Objective:
Please write out the listing again from the line containing "Each instance receives one keypoint. Mark the closed" through the end, both ends included, and shift each answer's keypoint coordinates by adding 120 to every number.

Records:
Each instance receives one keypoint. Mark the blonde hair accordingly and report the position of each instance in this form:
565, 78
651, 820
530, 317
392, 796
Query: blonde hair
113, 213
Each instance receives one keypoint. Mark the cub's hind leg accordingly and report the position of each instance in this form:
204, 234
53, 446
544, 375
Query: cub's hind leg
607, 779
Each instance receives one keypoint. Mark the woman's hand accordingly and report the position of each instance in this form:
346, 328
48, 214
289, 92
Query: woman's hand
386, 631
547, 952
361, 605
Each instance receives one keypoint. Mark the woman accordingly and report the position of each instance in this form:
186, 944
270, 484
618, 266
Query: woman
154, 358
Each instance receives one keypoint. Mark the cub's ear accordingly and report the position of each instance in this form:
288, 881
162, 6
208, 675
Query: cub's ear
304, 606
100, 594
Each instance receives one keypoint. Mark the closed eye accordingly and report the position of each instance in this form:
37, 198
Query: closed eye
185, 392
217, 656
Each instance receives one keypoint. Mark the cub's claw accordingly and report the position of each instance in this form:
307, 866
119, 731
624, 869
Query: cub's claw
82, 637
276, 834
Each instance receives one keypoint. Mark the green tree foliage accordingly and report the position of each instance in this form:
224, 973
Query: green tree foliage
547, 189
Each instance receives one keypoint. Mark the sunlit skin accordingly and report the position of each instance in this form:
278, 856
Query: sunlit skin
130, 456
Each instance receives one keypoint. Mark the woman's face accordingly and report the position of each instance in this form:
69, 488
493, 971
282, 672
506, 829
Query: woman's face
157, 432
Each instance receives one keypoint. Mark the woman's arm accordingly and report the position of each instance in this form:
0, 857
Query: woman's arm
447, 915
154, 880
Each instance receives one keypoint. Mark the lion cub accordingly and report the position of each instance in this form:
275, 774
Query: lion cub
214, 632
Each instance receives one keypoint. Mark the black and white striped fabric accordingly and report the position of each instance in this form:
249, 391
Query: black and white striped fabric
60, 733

Solution below:
Each instance receives one keypoint. Mark the closed eye accordingly and report the position of each instance in this form:
37, 198
Query: closed eye
305, 512
337, 776
Each instance receives one keypoint. Mark the cub's claw accordingly and report the position of each instance in this form:
307, 866
119, 731
624, 869
Query: cub's claw
202, 757
396, 954
Each instance receives one keypoint. Mark the green tree foliage accordingly and report the position of each instance in this form:
224, 973
Query: green tree foliage
667, 309
Each instance receives one keypoint. Mark the sunlit skin accordingly and report the position of each instance in this form:
278, 856
Query: sunlit skin
250, 576
Each instance receives one keypoint. Mark the woman's face accordingly and report the position of each instance in this form:
69, 488
493, 971
282, 672
506, 829
Query: woman's face
277, 552
Each instance receives one keypoint. Mark the woman's arm accordingly and report the position of each instance in this form:
0, 857
Query: woman's arm
567, 1035
274, 1000
Each instance receives one keypoint. Mark the lion cub accordingly and report the position of each instance in this form:
275, 774
Query: lion cub
334, 752
Each instance receives one keypoint. Mark the black and white striped fabric accordingly and report the position of each instance in this form:
249, 391
Query: black and white striped fabric
180, 853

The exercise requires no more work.